## Requirement
The task calls for the lines below from the line with "Target: cab side window" to the line with "[[151, 160], [205, 2], [322, 290], [37, 136]]", both ends included, copied exactly, without any pictures.

___ Material provided ___

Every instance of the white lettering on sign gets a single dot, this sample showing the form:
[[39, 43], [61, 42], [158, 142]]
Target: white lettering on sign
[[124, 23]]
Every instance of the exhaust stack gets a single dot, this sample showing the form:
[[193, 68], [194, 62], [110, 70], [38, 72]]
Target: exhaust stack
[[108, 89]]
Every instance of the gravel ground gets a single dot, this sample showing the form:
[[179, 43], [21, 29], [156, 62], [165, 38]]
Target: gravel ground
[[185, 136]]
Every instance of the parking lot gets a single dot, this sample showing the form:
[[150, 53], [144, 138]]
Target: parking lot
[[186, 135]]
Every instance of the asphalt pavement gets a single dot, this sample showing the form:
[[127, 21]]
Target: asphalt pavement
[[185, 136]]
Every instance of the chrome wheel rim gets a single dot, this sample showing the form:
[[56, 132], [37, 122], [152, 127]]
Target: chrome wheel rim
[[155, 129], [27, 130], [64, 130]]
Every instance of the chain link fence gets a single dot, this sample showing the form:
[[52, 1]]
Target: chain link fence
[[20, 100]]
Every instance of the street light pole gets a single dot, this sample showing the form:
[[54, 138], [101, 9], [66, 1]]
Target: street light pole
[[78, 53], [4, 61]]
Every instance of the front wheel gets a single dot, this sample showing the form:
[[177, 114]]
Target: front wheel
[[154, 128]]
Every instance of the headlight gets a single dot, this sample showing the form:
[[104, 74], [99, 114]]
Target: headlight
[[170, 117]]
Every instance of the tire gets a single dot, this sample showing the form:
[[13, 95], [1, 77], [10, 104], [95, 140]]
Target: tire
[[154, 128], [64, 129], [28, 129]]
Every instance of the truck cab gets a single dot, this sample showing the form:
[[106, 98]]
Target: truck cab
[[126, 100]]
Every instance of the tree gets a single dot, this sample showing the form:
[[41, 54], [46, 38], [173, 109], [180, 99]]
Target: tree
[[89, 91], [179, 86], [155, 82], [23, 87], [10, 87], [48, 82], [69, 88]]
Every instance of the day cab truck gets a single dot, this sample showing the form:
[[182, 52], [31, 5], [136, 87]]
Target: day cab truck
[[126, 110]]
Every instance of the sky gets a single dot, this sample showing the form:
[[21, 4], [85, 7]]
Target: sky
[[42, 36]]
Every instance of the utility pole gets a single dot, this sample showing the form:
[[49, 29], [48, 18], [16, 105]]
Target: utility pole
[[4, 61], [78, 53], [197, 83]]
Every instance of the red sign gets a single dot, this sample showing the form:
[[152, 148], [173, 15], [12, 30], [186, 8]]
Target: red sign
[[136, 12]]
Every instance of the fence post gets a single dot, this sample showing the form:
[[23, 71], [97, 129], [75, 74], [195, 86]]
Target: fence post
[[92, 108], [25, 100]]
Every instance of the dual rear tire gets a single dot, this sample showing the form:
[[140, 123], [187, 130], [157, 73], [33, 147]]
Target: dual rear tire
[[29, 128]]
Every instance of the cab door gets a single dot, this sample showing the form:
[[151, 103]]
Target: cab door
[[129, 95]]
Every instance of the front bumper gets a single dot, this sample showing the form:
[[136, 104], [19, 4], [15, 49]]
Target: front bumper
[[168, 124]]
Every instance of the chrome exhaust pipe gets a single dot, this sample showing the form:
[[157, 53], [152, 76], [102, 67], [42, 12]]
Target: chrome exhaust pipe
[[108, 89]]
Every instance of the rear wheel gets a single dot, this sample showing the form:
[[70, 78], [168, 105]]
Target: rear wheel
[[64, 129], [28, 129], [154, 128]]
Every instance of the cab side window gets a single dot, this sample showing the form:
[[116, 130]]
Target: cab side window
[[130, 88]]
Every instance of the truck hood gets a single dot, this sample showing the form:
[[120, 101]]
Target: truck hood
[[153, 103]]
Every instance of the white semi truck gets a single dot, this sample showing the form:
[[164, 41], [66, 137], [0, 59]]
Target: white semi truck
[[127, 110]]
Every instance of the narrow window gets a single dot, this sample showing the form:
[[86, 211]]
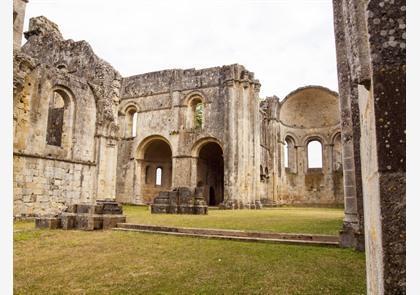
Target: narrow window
[[195, 118], [159, 176], [134, 127], [198, 115], [55, 120], [314, 154], [146, 177], [286, 155]]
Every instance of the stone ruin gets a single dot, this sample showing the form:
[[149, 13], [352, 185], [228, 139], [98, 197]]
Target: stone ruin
[[104, 214], [58, 163], [181, 200]]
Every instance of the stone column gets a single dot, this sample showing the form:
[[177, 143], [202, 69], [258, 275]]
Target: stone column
[[257, 148], [351, 234], [374, 64], [107, 167], [181, 171], [138, 178], [230, 138], [194, 171]]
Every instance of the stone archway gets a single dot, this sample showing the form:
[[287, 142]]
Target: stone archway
[[154, 161], [210, 171]]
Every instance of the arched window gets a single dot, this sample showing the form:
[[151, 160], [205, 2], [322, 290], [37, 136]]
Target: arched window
[[147, 174], [158, 176], [131, 122], [290, 155], [134, 128], [314, 154], [196, 113], [55, 125], [337, 154]]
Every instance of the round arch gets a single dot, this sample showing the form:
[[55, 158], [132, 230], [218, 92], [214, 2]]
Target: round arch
[[144, 144], [195, 150], [194, 95]]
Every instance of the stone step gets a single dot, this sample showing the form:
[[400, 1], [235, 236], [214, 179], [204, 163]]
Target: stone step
[[251, 236]]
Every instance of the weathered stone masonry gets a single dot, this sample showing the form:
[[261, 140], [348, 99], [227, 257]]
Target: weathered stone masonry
[[371, 42], [83, 132]]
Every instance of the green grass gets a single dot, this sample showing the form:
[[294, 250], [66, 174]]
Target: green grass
[[111, 262], [285, 219]]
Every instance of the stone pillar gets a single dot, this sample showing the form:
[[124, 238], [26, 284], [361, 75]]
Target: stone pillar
[[107, 167], [19, 7], [257, 148], [181, 169], [351, 234], [230, 138], [375, 63], [194, 171], [138, 177]]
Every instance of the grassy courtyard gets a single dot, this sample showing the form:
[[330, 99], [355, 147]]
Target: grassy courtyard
[[283, 219], [111, 262]]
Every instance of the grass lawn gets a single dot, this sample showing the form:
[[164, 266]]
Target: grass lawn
[[111, 262], [284, 219]]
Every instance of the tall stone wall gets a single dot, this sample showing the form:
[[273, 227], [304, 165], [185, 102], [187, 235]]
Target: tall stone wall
[[19, 7], [170, 94], [65, 122], [371, 36], [306, 114]]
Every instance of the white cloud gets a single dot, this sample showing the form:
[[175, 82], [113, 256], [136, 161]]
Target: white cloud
[[287, 44]]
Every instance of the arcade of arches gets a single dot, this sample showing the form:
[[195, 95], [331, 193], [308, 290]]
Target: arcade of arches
[[127, 138]]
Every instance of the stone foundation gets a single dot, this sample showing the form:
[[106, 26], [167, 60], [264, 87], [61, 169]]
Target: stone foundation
[[181, 200], [105, 214]]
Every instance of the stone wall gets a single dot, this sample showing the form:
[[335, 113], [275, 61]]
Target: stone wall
[[19, 7], [308, 113], [65, 122], [371, 36], [43, 186], [171, 94], [111, 123]]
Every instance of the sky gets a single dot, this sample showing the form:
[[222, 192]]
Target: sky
[[286, 43]]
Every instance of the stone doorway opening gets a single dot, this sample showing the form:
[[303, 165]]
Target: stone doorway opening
[[210, 170], [157, 167], [212, 197]]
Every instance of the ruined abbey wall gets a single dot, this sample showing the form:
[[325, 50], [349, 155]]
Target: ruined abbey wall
[[83, 132]]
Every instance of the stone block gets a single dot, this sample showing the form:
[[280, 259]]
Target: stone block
[[82, 221], [84, 208], [68, 220], [110, 221], [95, 221]]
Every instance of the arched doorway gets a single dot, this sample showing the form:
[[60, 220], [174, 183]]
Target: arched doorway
[[210, 172], [157, 167], [212, 197]]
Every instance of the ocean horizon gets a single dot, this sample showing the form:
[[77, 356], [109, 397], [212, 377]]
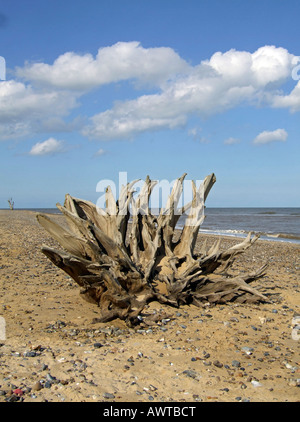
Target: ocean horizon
[[271, 223]]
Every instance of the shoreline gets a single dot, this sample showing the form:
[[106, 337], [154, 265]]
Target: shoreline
[[230, 233], [53, 351]]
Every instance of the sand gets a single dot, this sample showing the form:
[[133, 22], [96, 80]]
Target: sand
[[53, 350]]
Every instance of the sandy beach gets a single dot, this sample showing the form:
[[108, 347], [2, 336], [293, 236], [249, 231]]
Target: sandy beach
[[55, 351]]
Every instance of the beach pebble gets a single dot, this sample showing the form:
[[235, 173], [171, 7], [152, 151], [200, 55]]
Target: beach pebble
[[98, 345], [247, 350], [37, 386], [294, 382], [256, 383], [30, 354], [190, 373], [108, 396]]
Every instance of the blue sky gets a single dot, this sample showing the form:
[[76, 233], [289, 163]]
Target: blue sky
[[94, 88]]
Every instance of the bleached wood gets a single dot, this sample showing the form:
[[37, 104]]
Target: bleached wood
[[121, 265]]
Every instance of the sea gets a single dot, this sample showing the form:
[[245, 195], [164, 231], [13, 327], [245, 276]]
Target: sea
[[276, 224]]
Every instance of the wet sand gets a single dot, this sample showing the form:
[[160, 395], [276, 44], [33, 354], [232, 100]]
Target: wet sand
[[53, 351]]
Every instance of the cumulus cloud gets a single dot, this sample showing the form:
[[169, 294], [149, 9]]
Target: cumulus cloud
[[123, 60], [231, 141], [100, 152], [49, 147], [223, 82], [266, 137], [46, 94]]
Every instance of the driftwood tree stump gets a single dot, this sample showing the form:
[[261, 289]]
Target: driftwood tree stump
[[122, 264]]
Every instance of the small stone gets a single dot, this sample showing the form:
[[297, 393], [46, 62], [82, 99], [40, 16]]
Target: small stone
[[18, 392], [98, 345], [256, 383], [294, 382], [248, 350], [108, 396], [37, 386], [30, 354], [50, 378], [190, 373]]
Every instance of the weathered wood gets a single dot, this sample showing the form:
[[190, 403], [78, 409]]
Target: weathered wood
[[121, 265]]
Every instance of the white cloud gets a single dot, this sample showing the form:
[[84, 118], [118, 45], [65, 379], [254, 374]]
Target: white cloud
[[121, 61], [49, 147], [225, 81], [231, 141], [266, 137], [100, 152]]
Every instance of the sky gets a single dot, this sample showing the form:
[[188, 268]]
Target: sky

___

## Result for this task
Target: cab side window
[[130, 88]]
Every instance of the truck hood gets a single dot, this sample showing the form:
[[120, 101]]
Target: truck hood
[[153, 103]]
Every instance of the white semi truck gets a single dot, this sample showing the form:
[[164, 41], [66, 137], [0, 59]]
Target: white semi truck
[[127, 110]]
Every instance of the narrow window gets a single dot, this sample showing the form:
[[86, 211]]
Target: narrow window
[[195, 118], [159, 176], [134, 127], [198, 115], [55, 120], [314, 154], [146, 177], [286, 155]]
Every instance of the stone ruin gets a single dot, this sample showing the form:
[[149, 13], [352, 185], [228, 139], [98, 197]]
Target: stone ruin
[[104, 214], [58, 163], [181, 200]]
Every instance of the stone column gets a single dot, this sample showing the form:
[[177, 143], [202, 69], [258, 275]]
Target: stone column
[[257, 148], [351, 234], [374, 64], [107, 167], [181, 171], [138, 178], [230, 138], [194, 171]]
Every instance of the stone archway gets a single dot, this sample showing the form:
[[287, 142]]
Target: stone archway
[[154, 161], [210, 171]]
Every instance of the arched window gets a single dot, this sample showing the form:
[[151, 160], [205, 2], [322, 290], [37, 136]]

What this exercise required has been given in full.